* START Data provided *

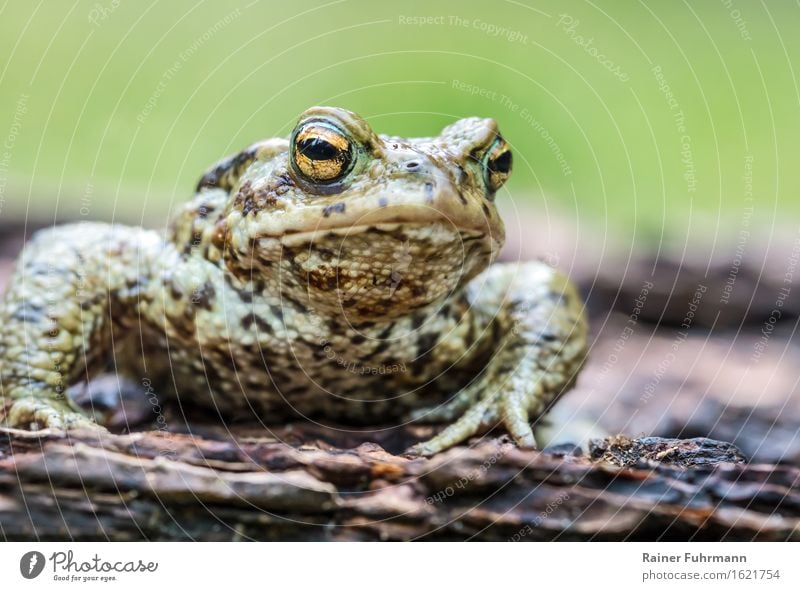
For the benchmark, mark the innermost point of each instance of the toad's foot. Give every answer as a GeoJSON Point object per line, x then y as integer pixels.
{"type": "Point", "coordinates": [537, 360]}
{"type": "Point", "coordinates": [41, 413]}
{"type": "Point", "coordinates": [509, 407]}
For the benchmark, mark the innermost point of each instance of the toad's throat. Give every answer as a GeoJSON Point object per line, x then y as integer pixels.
{"type": "Point", "coordinates": [383, 271]}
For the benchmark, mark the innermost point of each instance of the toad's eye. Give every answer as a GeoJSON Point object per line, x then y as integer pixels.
{"type": "Point", "coordinates": [497, 167]}
{"type": "Point", "coordinates": [321, 152]}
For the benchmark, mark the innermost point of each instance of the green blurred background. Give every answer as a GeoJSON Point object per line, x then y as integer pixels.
{"type": "Point", "coordinates": [112, 109]}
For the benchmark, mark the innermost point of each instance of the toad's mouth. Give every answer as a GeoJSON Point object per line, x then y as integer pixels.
{"type": "Point", "coordinates": [434, 233]}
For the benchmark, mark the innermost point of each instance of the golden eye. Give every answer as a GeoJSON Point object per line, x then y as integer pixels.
{"type": "Point", "coordinates": [321, 152]}
{"type": "Point", "coordinates": [498, 164]}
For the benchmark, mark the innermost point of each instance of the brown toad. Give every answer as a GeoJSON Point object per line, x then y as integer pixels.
{"type": "Point", "coordinates": [337, 274]}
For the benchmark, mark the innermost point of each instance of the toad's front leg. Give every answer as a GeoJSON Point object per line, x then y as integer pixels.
{"type": "Point", "coordinates": [56, 316]}
{"type": "Point", "coordinates": [537, 357]}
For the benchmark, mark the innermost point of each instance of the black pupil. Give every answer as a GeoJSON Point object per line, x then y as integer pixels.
{"type": "Point", "coordinates": [502, 163]}
{"type": "Point", "coordinates": [318, 149]}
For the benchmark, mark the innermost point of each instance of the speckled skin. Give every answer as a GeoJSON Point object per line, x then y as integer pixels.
{"type": "Point", "coordinates": [369, 299]}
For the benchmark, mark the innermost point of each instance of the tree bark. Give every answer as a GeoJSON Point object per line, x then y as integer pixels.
{"type": "Point", "coordinates": [308, 483]}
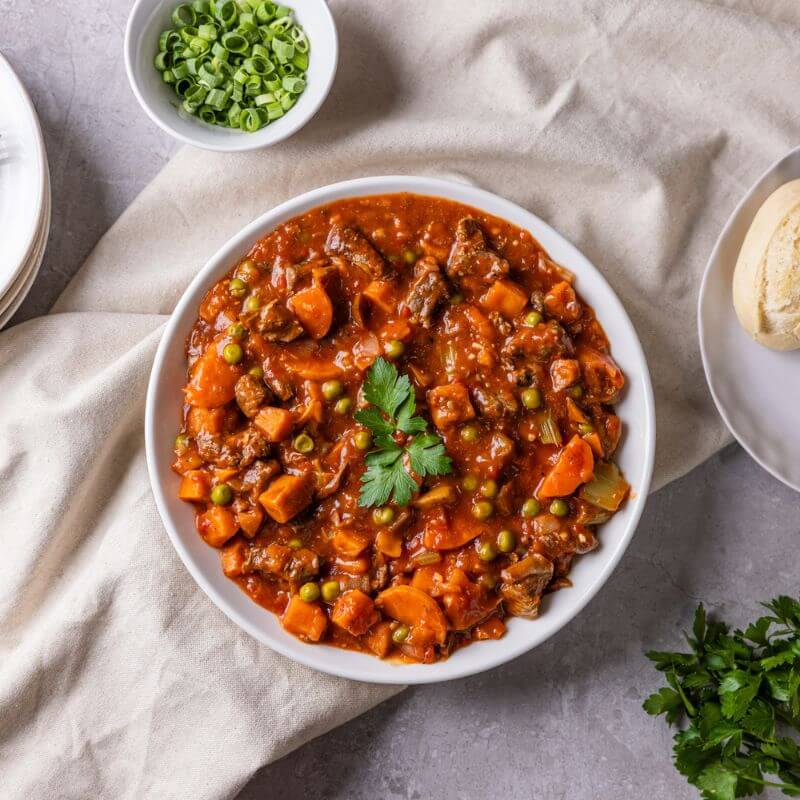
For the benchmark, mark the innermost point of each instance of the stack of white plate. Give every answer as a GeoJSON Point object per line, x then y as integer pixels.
{"type": "Point", "coordinates": [24, 193]}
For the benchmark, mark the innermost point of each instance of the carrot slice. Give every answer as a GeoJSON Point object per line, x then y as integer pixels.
{"type": "Point", "coordinates": [213, 380]}
{"type": "Point", "coordinates": [415, 608]}
{"type": "Point", "coordinates": [575, 466]}
{"type": "Point", "coordinates": [314, 309]}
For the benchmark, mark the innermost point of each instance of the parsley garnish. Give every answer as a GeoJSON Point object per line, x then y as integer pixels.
{"type": "Point", "coordinates": [738, 695]}
{"type": "Point", "coordinates": [393, 408]}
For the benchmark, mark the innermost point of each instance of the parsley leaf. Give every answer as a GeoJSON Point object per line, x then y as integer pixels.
{"type": "Point", "coordinates": [732, 696]}
{"type": "Point", "coordinates": [393, 410]}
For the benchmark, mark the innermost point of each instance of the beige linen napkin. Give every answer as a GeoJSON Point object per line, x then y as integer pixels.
{"type": "Point", "coordinates": [632, 127]}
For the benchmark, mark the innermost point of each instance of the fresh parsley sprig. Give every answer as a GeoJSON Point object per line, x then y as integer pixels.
{"type": "Point", "coordinates": [739, 697]}
{"type": "Point", "coordinates": [392, 409]}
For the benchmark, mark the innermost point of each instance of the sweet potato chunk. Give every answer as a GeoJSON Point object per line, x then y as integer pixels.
{"type": "Point", "coordinates": [287, 496]}
{"type": "Point", "coordinates": [274, 423]}
{"type": "Point", "coordinates": [306, 621]}
{"type": "Point", "coordinates": [250, 520]}
{"type": "Point", "coordinates": [355, 612]}
{"type": "Point", "coordinates": [314, 309]}
{"type": "Point", "coordinates": [575, 466]}
{"type": "Point", "coordinates": [379, 639]}
{"type": "Point", "coordinates": [560, 302]}
{"type": "Point", "coordinates": [450, 404]}
{"type": "Point", "coordinates": [349, 543]}
{"type": "Point", "coordinates": [213, 380]}
{"type": "Point", "coordinates": [443, 533]}
{"type": "Point", "coordinates": [233, 557]}
{"type": "Point", "coordinates": [603, 378]}
{"type": "Point", "coordinates": [415, 608]}
{"type": "Point", "coordinates": [217, 525]}
{"type": "Point", "coordinates": [194, 486]}
{"type": "Point", "coordinates": [505, 297]}
{"type": "Point", "coordinates": [390, 543]}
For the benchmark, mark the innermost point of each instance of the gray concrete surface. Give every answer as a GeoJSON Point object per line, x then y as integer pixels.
{"type": "Point", "coordinates": [561, 722]}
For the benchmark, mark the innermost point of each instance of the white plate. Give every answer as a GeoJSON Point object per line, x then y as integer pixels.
{"type": "Point", "coordinates": [18, 291]}
{"type": "Point", "coordinates": [23, 169]}
{"type": "Point", "coordinates": [148, 18]}
{"type": "Point", "coordinates": [757, 390]}
{"type": "Point", "coordinates": [589, 573]}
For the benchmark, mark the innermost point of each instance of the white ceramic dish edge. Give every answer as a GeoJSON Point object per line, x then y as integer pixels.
{"type": "Point", "coordinates": [781, 171]}
{"type": "Point", "coordinates": [589, 573]}
{"type": "Point", "coordinates": [29, 236]}
{"type": "Point", "coordinates": [141, 34]}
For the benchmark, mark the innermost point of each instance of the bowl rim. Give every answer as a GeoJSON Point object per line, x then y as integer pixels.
{"type": "Point", "coordinates": [371, 669]}
{"type": "Point", "coordinates": [244, 142]}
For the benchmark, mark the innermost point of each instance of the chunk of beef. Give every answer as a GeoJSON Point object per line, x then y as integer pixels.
{"type": "Point", "coordinates": [276, 323]}
{"type": "Point", "coordinates": [494, 402]}
{"type": "Point", "coordinates": [356, 248]}
{"type": "Point", "coordinates": [472, 256]}
{"type": "Point", "coordinates": [250, 394]}
{"type": "Point", "coordinates": [564, 372]}
{"type": "Point", "coordinates": [523, 584]}
{"type": "Point", "coordinates": [539, 343]}
{"type": "Point", "coordinates": [238, 450]}
{"type": "Point", "coordinates": [276, 377]}
{"type": "Point", "coordinates": [258, 475]}
{"type": "Point", "coordinates": [427, 292]}
{"type": "Point", "coordinates": [282, 561]}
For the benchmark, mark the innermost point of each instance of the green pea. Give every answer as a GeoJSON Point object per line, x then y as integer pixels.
{"type": "Point", "coordinates": [469, 434]}
{"type": "Point", "coordinates": [532, 319]}
{"type": "Point", "coordinates": [330, 591]}
{"type": "Point", "coordinates": [400, 633]}
{"type": "Point", "coordinates": [332, 389]}
{"type": "Point", "coordinates": [343, 405]}
{"type": "Point", "coordinates": [506, 541]}
{"type": "Point", "coordinates": [181, 442]}
{"type": "Point", "coordinates": [221, 494]}
{"type": "Point", "coordinates": [469, 483]}
{"type": "Point", "coordinates": [559, 508]}
{"type": "Point", "coordinates": [383, 516]}
{"type": "Point", "coordinates": [303, 443]}
{"type": "Point", "coordinates": [252, 303]}
{"type": "Point", "coordinates": [232, 353]}
{"type": "Point", "coordinates": [482, 510]}
{"type": "Point", "coordinates": [487, 580]}
{"type": "Point", "coordinates": [531, 398]}
{"type": "Point", "coordinates": [531, 507]}
{"type": "Point", "coordinates": [394, 348]}
{"type": "Point", "coordinates": [489, 489]}
{"type": "Point", "coordinates": [363, 440]}
{"type": "Point", "coordinates": [487, 552]}
{"type": "Point", "coordinates": [237, 287]}
{"type": "Point", "coordinates": [309, 592]}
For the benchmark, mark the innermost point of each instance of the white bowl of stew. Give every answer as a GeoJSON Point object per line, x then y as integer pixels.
{"type": "Point", "coordinates": [633, 455]}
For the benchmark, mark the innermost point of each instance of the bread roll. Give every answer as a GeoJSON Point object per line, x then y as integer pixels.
{"type": "Point", "coordinates": [766, 281]}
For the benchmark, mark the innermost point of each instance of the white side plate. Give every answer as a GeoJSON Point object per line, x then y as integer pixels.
{"type": "Point", "coordinates": [22, 177]}
{"type": "Point", "coordinates": [757, 390]}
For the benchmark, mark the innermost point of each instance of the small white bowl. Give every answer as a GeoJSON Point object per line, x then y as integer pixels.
{"type": "Point", "coordinates": [146, 21]}
{"type": "Point", "coordinates": [589, 572]}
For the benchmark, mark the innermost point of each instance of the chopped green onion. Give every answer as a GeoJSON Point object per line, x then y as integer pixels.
{"type": "Point", "coordinates": [234, 63]}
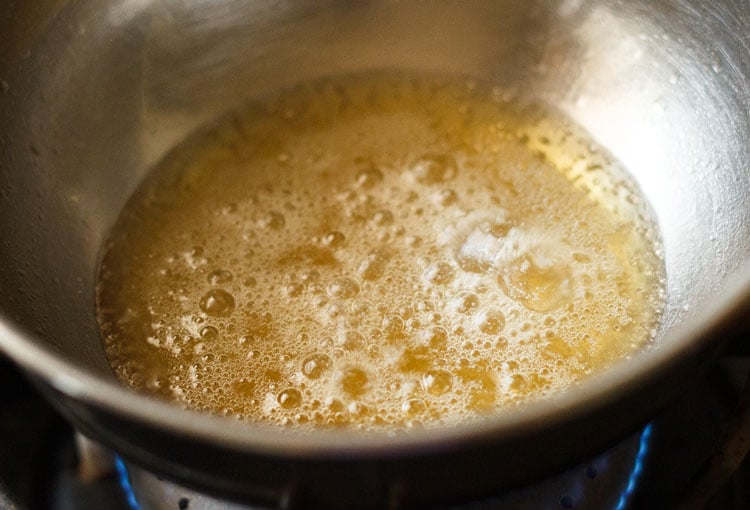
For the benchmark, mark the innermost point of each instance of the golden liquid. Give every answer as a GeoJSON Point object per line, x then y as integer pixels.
{"type": "Point", "coordinates": [378, 252]}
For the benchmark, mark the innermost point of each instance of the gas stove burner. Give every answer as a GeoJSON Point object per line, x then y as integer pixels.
{"type": "Point", "coordinates": [606, 482]}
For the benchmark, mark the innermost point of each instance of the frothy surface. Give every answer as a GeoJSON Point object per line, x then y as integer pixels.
{"type": "Point", "coordinates": [378, 252]}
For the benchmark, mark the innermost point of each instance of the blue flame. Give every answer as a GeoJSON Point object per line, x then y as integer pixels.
{"type": "Point", "coordinates": [640, 459]}
{"type": "Point", "coordinates": [122, 475]}
{"type": "Point", "coordinates": [622, 503]}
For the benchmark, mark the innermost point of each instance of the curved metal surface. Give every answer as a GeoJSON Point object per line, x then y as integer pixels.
{"type": "Point", "coordinates": [93, 94]}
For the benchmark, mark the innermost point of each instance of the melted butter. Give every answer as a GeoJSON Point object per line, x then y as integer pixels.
{"type": "Point", "coordinates": [378, 252]}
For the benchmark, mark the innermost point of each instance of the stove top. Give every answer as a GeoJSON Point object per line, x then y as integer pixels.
{"type": "Point", "coordinates": [40, 468]}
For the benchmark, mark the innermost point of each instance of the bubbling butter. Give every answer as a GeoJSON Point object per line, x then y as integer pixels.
{"type": "Point", "coordinates": [378, 252]}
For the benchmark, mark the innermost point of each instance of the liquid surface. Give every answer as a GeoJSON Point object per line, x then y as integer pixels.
{"type": "Point", "coordinates": [378, 252]}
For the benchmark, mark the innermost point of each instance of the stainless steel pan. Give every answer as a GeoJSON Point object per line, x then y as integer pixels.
{"type": "Point", "coordinates": [92, 94]}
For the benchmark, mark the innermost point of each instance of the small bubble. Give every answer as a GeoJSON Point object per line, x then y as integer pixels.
{"type": "Point", "coordinates": [466, 302]}
{"type": "Point", "coordinates": [439, 273]}
{"type": "Point", "coordinates": [382, 218]}
{"type": "Point", "coordinates": [372, 266]}
{"type": "Point", "coordinates": [413, 407]}
{"type": "Point", "coordinates": [333, 239]}
{"type": "Point", "coordinates": [491, 322]}
{"type": "Point", "coordinates": [354, 381]}
{"type": "Point", "coordinates": [445, 197]}
{"type": "Point", "coordinates": [273, 220]}
{"type": "Point", "coordinates": [437, 382]}
{"type": "Point", "coordinates": [393, 326]}
{"type": "Point", "coordinates": [369, 177]}
{"type": "Point", "coordinates": [294, 289]}
{"type": "Point", "coordinates": [289, 398]}
{"type": "Point", "coordinates": [436, 337]}
{"type": "Point", "coordinates": [434, 168]}
{"type": "Point", "coordinates": [315, 365]}
{"type": "Point", "coordinates": [209, 333]}
{"type": "Point", "coordinates": [353, 341]}
{"type": "Point", "coordinates": [217, 302]}
{"type": "Point", "coordinates": [219, 277]}
{"type": "Point", "coordinates": [343, 288]}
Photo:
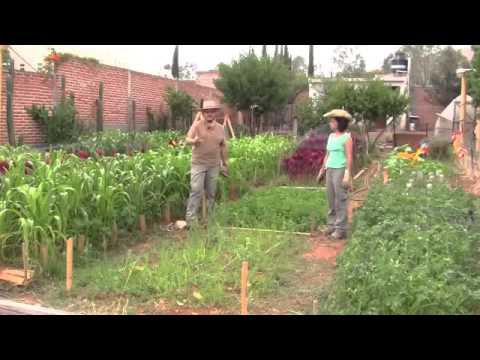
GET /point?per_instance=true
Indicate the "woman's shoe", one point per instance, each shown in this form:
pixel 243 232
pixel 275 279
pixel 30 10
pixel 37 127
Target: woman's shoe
pixel 339 236
pixel 329 231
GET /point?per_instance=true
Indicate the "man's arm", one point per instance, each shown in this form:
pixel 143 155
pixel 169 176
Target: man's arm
pixel 224 153
pixel 192 138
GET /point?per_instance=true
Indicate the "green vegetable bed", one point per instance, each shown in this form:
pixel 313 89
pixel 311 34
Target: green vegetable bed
pixel 414 250
pixel 286 209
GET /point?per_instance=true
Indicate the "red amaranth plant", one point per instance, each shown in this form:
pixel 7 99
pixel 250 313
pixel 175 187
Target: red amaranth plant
pixel 4 166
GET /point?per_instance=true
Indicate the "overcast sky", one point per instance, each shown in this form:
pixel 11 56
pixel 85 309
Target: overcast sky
pixel 152 58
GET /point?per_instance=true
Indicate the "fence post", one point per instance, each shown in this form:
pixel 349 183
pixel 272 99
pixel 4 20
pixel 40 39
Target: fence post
pixel 63 85
pixel 134 125
pixel 10 123
pixel 100 108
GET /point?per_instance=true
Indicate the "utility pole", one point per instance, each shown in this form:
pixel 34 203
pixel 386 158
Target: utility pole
pixel 463 104
pixel 463 113
pixel 1 75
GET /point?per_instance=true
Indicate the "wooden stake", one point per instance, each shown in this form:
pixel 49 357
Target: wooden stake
pixel 69 264
pixel 114 233
pixel 44 255
pixel 168 216
pixel 25 261
pixel 204 206
pixel 244 290
pixel 81 245
pixel 315 307
pixel 143 224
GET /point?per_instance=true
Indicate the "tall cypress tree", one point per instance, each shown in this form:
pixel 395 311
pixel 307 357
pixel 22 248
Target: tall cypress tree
pixel 264 51
pixel 311 68
pixel 175 68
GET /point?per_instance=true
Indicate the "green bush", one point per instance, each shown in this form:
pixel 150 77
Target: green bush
pixel 413 251
pixel 440 149
pixel 287 209
pixel 58 122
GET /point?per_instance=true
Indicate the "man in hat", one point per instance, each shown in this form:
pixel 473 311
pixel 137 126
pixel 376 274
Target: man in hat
pixel 338 166
pixel 209 154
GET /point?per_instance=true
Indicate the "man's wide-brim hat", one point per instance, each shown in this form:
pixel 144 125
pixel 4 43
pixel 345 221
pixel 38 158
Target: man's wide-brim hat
pixel 209 106
pixel 338 113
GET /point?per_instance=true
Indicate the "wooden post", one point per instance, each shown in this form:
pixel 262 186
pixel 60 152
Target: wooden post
pixel 44 255
pixel 114 233
pixel 10 123
pixel 134 121
pixel 69 263
pixel 204 206
pixel 81 244
pixel 229 124
pixel 385 176
pixel 244 289
pixel 25 261
pixel 143 224
pixel 100 108
pixel 63 87
pixel 168 216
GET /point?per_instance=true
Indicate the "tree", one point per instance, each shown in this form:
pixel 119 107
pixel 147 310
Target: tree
pixel 387 64
pixel 368 102
pixel 349 62
pixel 311 66
pixel 422 61
pixel 175 67
pixel 444 80
pixel 186 72
pixel 255 84
pixel 474 76
pixel 181 106
pixel 264 51
pixel 298 65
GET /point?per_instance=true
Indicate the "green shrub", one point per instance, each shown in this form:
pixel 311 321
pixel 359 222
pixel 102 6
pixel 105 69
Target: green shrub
pixel 413 251
pixel 58 122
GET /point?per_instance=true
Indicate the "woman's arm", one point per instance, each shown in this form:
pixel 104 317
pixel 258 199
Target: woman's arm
pixel 349 153
pixel 347 178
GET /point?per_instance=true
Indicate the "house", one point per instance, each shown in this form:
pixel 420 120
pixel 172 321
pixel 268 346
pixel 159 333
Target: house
pixel 207 78
pixel 398 80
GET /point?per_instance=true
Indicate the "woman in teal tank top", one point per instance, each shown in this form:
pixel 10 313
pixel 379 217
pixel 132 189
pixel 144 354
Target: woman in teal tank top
pixel 338 166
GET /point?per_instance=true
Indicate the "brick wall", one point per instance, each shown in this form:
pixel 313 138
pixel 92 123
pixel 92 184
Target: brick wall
pixel 82 80
pixel 29 88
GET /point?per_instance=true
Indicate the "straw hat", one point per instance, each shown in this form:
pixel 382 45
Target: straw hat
pixel 338 113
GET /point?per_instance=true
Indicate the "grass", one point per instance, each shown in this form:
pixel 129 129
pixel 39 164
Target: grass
pixel 203 270
pixel 286 209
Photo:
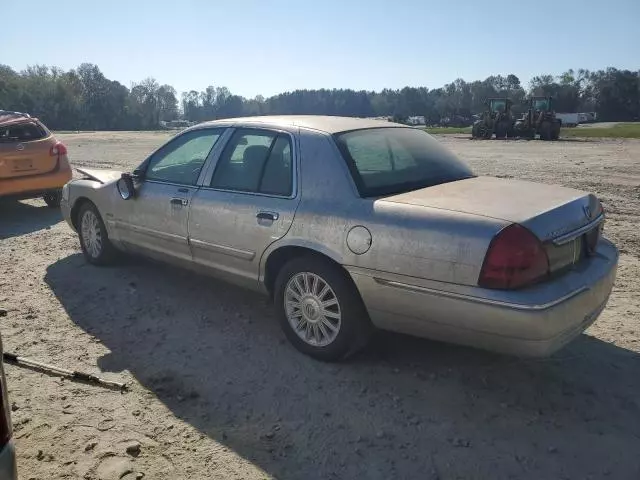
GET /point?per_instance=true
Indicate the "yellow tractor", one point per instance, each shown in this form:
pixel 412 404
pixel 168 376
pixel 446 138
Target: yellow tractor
pixel 540 119
pixel 496 120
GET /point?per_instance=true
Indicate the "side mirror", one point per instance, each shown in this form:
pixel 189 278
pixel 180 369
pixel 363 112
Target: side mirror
pixel 126 187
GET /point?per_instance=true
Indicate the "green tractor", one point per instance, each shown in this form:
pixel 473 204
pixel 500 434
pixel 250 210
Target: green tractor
pixel 540 119
pixel 497 119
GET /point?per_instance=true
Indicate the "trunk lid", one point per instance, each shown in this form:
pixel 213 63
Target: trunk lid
pixel 25 150
pixel 549 211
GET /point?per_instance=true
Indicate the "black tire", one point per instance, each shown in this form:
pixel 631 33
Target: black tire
pixel 106 253
pixel 545 130
pixel 501 130
pixel 53 198
pixel 354 329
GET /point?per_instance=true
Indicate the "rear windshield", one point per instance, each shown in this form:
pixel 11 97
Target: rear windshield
pixel 22 132
pixel 384 161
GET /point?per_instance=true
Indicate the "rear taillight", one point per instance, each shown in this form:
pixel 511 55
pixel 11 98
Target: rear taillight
pixel 58 149
pixel 515 258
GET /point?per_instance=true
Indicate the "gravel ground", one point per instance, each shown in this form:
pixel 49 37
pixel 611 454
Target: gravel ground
pixel 217 392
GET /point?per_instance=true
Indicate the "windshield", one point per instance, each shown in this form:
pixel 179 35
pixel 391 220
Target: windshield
pixel 498 105
pixel 540 104
pixel 385 161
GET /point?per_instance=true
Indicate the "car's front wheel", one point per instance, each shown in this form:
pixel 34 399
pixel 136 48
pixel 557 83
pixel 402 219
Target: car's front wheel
pixel 94 240
pixel 320 310
pixel 53 198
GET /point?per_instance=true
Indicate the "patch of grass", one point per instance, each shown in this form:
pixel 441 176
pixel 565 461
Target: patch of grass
pixel 447 130
pixel 621 130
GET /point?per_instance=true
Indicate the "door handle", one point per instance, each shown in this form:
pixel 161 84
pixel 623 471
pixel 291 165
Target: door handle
pixel 183 202
pixel 273 216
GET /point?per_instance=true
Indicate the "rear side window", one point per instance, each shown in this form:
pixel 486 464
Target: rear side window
pixel 22 132
pixel 385 161
pixel 257 161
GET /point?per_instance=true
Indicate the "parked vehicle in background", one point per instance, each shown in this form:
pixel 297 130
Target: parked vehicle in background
pixel 351 224
pixel 7 452
pixel 33 163
pixel 569 119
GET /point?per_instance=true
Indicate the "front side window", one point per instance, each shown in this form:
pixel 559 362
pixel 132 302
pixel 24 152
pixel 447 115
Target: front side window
pixel 181 160
pixel 257 161
pixel 22 132
pixel 385 161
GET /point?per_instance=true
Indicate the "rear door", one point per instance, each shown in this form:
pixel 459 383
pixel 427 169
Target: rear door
pixel 248 204
pixel 25 149
pixel 155 221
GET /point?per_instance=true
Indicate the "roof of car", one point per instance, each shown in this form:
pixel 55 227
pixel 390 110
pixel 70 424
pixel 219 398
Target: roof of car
pixel 8 117
pixel 324 123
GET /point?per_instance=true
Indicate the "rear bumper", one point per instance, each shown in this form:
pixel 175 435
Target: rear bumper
pixel 532 322
pixel 8 469
pixel 31 186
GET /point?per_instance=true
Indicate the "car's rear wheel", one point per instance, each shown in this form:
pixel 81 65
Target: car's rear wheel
pixel 320 310
pixel 94 240
pixel 53 198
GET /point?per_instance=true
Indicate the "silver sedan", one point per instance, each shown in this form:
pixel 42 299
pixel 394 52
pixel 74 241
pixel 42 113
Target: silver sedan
pixel 350 225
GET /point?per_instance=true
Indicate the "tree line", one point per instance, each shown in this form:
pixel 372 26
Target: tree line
pixel 84 99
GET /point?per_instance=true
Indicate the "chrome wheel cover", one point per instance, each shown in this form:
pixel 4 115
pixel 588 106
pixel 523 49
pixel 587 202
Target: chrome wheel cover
pixel 312 309
pixel 91 234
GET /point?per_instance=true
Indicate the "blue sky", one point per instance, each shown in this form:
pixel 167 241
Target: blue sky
pixel 269 46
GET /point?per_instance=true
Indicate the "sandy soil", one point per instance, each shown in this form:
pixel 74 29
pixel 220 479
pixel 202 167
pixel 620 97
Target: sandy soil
pixel 217 392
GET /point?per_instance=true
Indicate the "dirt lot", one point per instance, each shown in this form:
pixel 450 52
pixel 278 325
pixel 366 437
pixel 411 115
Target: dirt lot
pixel 216 392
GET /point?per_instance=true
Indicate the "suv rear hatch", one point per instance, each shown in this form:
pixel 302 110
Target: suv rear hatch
pixel 567 221
pixel 25 149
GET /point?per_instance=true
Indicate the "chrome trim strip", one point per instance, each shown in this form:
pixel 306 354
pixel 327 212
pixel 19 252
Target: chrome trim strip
pixel 153 233
pixel 224 249
pixel 567 237
pixel 485 301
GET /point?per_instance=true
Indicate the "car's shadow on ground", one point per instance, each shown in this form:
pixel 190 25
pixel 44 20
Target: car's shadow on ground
pixel 405 408
pixel 19 218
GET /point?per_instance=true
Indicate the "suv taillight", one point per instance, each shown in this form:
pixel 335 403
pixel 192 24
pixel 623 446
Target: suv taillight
pixel 58 149
pixel 515 258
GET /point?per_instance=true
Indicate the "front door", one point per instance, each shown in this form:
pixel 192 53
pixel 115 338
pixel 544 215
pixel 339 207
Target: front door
pixel 248 204
pixel 155 221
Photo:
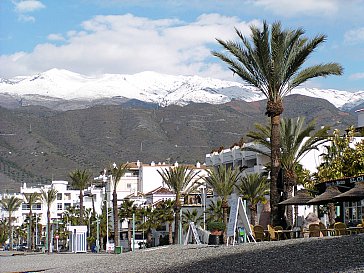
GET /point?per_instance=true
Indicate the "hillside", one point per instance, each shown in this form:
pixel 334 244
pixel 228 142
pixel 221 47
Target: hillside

* END Data provided *

**What is expected**
Pull out every line above that contains the word "shoe". The match is case-sensitive.

**The result**
Indicate the "woman's shoe", one point per instance, each shown in this form:
Target: woman's shoe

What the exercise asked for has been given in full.